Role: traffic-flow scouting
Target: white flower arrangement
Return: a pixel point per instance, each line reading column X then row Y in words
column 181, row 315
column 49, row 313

-*-*-

Retype this listing line for line, keeping every character as it stands.

- _FULL RESPONSE_:
Role: traffic-flow scouting
Target: white flower arrangement
Return: a pixel point per instance, each line reading column X then row Y in words
column 181, row 315
column 49, row 313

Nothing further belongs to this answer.